## Extrait fourni
- - -
De retour à la maison, c'est tellement la Joie d'être de nouveau parmi les miens. Mon fils saute sur mon lit médicalisé et ne me lâche quasiment pas de la journée. Mon mari et mon fils m'avaient tellement manqué. Parfois je pleure en pensant à tout ce que j'ai perdu et entre autres mon projet professionnel (j'avais prévu d'être assistante maternelle pour être plus en alignement avec mes passions et j'avais démissionné de mon ancien job, juste avant mon coma) : j'ai peur de ne plus pouvoir marcher car tout est tellement difficile, je peux à peine m'asseoir dans mon lit et je suis tout le temps fatiguée. Mais les miens me soutiennent. Et j'apprends que pendant mon coma, des dizaines voire des centaines de personnes m'ont aidé plus ou moins directement en priant pour moi, en me faisant des soins à distance, en aidant Vincent pour garder Simon, l'emmener à l'hôpital ou autre. Et encore des dizaines d'autres me proposaient leur aide lors de mon retour à la maison : soins divers, portage de courses, prêt de matériel de motricité etc... et tout cela bénévolement. Je pleure cette fois-ci de joie, je ne pensais pas qu'une famille pouvait être autant soutenue, toutes ces personnes sont tellement belles. Elles me disent c'est normal Amélie, tu as tant donné avec Vincent avant ton coma, c'est un juste retour des choses. Car au final, même si l'on donne sans attendre, la Vie finit toujours pas nous redonner d'une manière ou d'une autre. Je décide au fond de moi que quand je serai guérie je redonnerai au centuple tout ce que j'ai reçu et je reçois. La solidarité et le soutien que je reçois sont énormes. L'hôpital m'avait prédit un an avant de pouvoir remarcher. Un mois après je commence à remarcher un tout petit peu avec l'aide de ma kiné. Cette kiné qui m'a tant appris à tout refaire, me remuscler, m'asseoir, me mettre debout, marcher, écrire, monter les escaliers, conduire, etc. Une vraie Renaissance. Je vois aujourd'hui enfin le bout du tunnel même s'il me reste encore pas mal de chemin à accomplir, notamment en terme d'endurance. Je suis si heureuse d'être en Vie et d'être entourée d'un mari et d'un fils extraordinaires, je n'ai pas d'autres mots. Et la saveur de l'instant présent avec eux est encore plus délicieuse qu'auparavant. Pourquoi dès lors, s'angoisser pour un futur qui n'arrivera peut-être jamais ?
- - -
## Consigne
Indiquez le délai que l'hôpital avait prédit, d'après l'extrait fourni, avant que la narratrice puisse remarcher.

## Les données
- - -
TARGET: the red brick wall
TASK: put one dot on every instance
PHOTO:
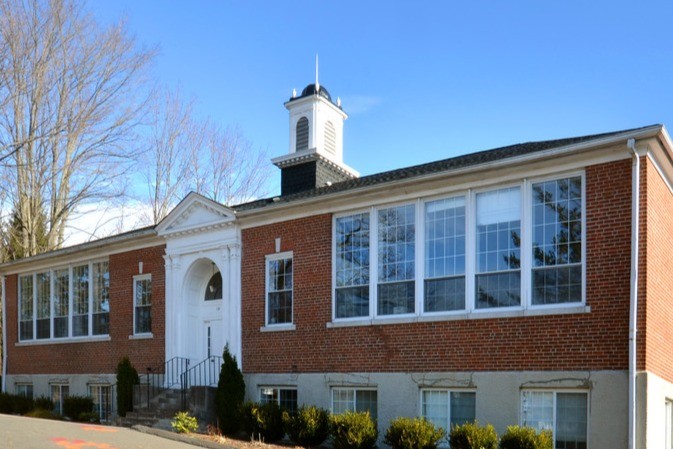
(658, 334)
(598, 340)
(99, 357)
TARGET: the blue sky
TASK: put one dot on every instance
(420, 80)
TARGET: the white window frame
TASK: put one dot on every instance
(136, 279)
(270, 258)
(448, 391)
(25, 385)
(555, 393)
(51, 270)
(354, 390)
(58, 407)
(526, 247)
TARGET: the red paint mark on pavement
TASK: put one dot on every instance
(99, 428)
(80, 444)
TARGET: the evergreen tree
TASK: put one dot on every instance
(230, 395)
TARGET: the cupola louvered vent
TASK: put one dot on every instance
(330, 138)
(302, 134)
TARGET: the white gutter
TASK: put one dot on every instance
(4, 335)
(633, 316)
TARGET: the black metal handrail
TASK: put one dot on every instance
(157, 380)
(205, 373)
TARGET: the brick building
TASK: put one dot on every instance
(503, 286)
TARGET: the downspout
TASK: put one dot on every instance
(633, 316)
(4, 334)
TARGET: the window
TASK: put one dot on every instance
(214, 288)
(25, 390)
(557, 241)
(279, 289)
(102, 400)
(43, 305)
(516, 247)
(65, 302)
(563, 413)
(142, 298)
(354, 400)
(61, 302)
(669, 425)
(80, 301)
(446, 408)
(302, 134)
(396, 260)
(101, 298)
(352, 266)
(26, 307)
(58, 394)
(498, 235)
(444, 287)
(285, 397)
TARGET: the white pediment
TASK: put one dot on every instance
(196, 213)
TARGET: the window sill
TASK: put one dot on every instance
(94, 339)
(475, 315)
(141, 336)
(278, 328)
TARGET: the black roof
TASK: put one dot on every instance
(454, 163)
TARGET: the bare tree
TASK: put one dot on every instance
(69, 104)
(228, 169)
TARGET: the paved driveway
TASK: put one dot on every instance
(18, 432)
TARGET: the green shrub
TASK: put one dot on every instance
(473, 436)
(127, 377)
(74, 406)
(183, 422)
(43, 403)
(263, 421)
(229, 395)
(42, 413)
(309, 427)
(15, 404)
(413, 433)
(516, 437)
(353, 430)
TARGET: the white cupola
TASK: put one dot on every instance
(315, 158)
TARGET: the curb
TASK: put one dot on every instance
(182, 438)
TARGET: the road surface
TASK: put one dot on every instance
(18, 432)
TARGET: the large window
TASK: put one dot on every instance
(446, 408)
(352, 266)
(563, 413)
(65, 302)
(102, 401)
(354, 400)
(514, 247)
(279, 289)
(396, 260)
(557, 241)
(58, 394)
(142, 299)
(286, 398)
(498, 235)
(444, 287)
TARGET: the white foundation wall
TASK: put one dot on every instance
(653, 392)
(78, 384)
(498, 395)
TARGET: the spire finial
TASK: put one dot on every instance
(317, 84)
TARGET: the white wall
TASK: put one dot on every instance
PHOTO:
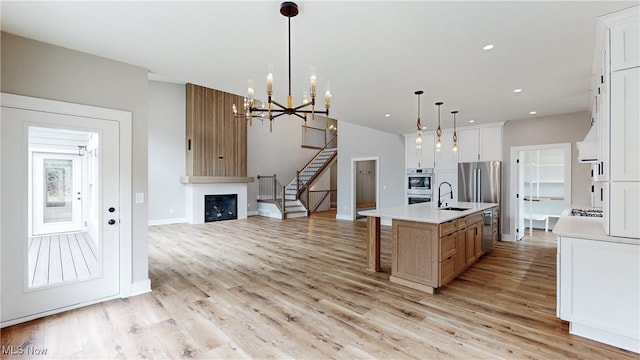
(555, 129)
(356, 142)
(41, 70)
(166, 152)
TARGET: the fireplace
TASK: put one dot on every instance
(220, 207)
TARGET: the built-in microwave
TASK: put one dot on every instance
(419, 181)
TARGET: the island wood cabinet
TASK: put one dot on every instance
(427, 256)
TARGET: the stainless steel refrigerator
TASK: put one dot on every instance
(482, 182)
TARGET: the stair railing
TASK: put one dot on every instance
(317, 198)
(300, 186)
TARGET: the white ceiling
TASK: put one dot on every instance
(376, 54)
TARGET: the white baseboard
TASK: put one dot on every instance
(167, 221)
(344, 217)
(137, 288)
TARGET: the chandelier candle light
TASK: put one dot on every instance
(455, 136)
(419, 128)
(274, 109)
(439, 130)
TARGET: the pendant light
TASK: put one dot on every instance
(419, 128)
(439, 130)
(455, 136)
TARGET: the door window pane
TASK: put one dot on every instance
(58, 204)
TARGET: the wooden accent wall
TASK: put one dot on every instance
(218, 140)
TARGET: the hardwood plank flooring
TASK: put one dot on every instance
(266, 288)
(61, 257)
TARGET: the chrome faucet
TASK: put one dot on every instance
(440, 196)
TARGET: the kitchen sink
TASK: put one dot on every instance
(453, 208)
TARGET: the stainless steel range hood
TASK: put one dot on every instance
(588, 149)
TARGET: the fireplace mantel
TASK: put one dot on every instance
(215, 179)
(196, 187)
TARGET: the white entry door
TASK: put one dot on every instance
(97, 276)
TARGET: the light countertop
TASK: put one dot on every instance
(428, 212)
(583, 227)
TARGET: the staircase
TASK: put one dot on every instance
(290, 201)
(294, 207)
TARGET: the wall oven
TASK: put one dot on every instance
(419, 185)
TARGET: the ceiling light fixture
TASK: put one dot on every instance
(419, 128)
(274, 109)
(439, 130)
(455, 136)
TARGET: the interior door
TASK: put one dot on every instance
(20, 298)
(520, 197)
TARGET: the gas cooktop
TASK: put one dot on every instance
(587, 212)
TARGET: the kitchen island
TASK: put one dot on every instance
(431, 245)
(598, 282)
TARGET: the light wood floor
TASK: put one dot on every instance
(266, 288)
(61, 257)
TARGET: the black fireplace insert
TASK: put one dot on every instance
(220, 207)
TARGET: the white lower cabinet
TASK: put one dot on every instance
(599, 290)
(624, 208)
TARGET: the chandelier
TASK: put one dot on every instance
(419, 128)
(275, 109)
(455, 135)
(438, 130)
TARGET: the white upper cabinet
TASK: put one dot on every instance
(483, 144)
(625, 46)
(424, 159)
(618, 118)
(625, 125)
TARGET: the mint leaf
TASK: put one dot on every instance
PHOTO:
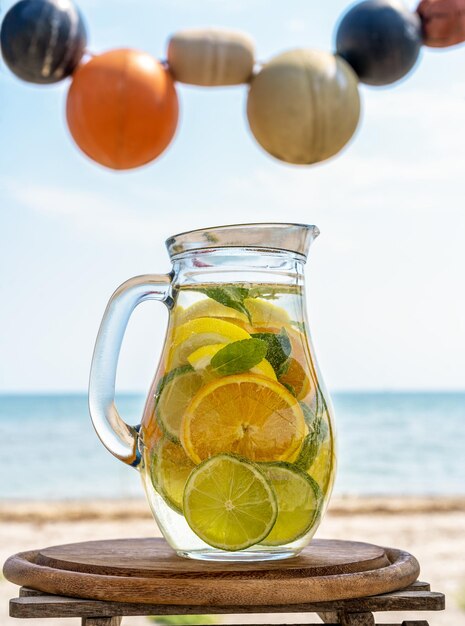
(312, 442)
(238, 357)
(279, 348)
(231, 296)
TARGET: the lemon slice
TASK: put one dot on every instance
(169, 472)
(200, 332)
(299, 502)
(200, 360)
(209, 308)
(244, 414)
(174, 398)
(228, 503)
(264, 313)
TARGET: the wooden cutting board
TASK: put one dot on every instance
(148, 571)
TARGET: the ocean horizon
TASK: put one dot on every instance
(390, 443)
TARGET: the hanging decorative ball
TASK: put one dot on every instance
(122, 108)
(304, 106)
(443, 22)
(380, 39)
(43, 41)
(211, 57)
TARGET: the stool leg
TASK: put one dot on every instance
(101, 621)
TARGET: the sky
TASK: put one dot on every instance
(386, 294)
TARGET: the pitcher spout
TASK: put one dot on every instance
(293, 238)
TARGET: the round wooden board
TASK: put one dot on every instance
(148, 571)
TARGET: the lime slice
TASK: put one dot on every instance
(200, 332)
(170, 470)
(299, 500)
(200, 360)
(228, 503)
(175, 395)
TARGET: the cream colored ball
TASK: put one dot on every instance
(304, 106)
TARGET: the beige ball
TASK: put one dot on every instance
(211, 57)
(304, 106)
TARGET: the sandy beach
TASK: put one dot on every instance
(432, 529)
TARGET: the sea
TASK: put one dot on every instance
(396, 444)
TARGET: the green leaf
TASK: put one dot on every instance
(238, 357)
(231, 296)
(312, 442)
(279, 348)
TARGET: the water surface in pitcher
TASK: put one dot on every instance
(237, 435)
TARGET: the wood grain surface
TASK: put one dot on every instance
(147, 571)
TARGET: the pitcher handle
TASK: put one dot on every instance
(117, 436)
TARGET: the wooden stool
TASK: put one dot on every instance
(102, 581)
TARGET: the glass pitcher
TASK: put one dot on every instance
(236, 444)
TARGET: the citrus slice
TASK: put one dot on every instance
(200, 360)
(244, 414)
(228, 503)
(299, 501)
(264, 313)
(175, 396)
(295, 378)
(200, 332)
(169, 472)
(209, 308)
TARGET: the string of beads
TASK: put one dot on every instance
(303, 105)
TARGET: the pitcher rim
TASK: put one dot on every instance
(290, 237)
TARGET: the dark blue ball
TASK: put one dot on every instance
(43, 41)
(380, 39)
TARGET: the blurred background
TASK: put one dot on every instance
(385, 281)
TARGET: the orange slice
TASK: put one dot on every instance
(245, 414)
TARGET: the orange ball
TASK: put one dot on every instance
(443, 22)
(122, 108)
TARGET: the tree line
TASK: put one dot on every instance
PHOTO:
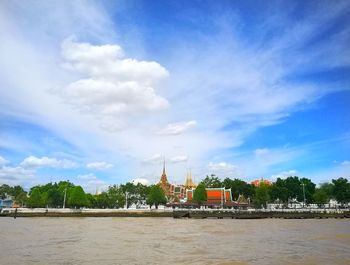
(284, 191)
(66, 194)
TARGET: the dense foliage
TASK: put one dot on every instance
(200, 194)
(156, 196)
(289, 190)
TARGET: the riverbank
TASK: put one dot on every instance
(178, 213)
(51, 212)
(300, 214)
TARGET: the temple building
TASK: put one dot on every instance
(173, 192)
(189, 184)
(258, 182)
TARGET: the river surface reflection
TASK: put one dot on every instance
(173, 241)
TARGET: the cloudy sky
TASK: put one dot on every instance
(100, 92)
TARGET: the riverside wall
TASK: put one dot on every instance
(179, 213)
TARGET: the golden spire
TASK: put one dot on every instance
(189, 182)
(163, 178)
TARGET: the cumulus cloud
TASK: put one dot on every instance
(141, 181)
(3, 161)
(153, 159)
(176, 128)
(157, 158)
(114, 84)
(261, 152)
(223, 169)
(284, 174)
(99, 165)
(15, 175)
(36, 162)
(91, 183)
(178, 159)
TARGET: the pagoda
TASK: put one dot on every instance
(189, 184)
(164, 184)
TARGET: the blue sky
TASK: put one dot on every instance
(100, 92)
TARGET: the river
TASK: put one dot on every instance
(173, 241)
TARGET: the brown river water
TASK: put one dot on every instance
(173, 241)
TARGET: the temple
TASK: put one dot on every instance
(182, 195)
(172, 192)
(258, 182)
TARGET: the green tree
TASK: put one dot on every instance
(262, 196)
(341, 190)
(238, 187)
(77, 197)
(279, 192)
(320, 197)
(35, 199)
(310, 188)
(116, 197)
(22, 198)
(212, 182)
(200, 194)
(156, 196)
(328, 189)
(294, 188)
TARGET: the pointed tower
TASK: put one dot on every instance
(163, 178)
(189, 182)
(164, 184)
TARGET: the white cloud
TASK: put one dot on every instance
(3, 161)
(99, 165)
(16, 176)
(178, 159)
(141, 181)
(176, 128)
(261, 152)
(156, 158)
(35, 162)
(115, 85)
(284, 174)
(223, 169)
(91, 183)
(229, 93)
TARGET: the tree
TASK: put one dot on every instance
(116, 197)
(211, 182)
(341, 190)
(309, 190)
(294, 188)
(77, 197)
(35, 199)
(262, 196)
(239, 187)
(328, 189)
(320, 197)
(200, 194)
(156, 196)
(278, 191)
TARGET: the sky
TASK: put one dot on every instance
(100, 93)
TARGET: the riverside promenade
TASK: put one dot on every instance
(179, 213)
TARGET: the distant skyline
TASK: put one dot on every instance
(99, 93)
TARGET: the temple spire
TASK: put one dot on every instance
(164, 167)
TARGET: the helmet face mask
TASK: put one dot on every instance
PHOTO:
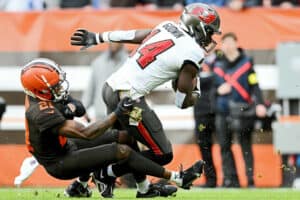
(44, 79)
(201, 22)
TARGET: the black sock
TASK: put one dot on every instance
(138, 164)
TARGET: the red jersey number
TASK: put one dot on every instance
(149, 52)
- - -
## Exercice corrigé
Un an.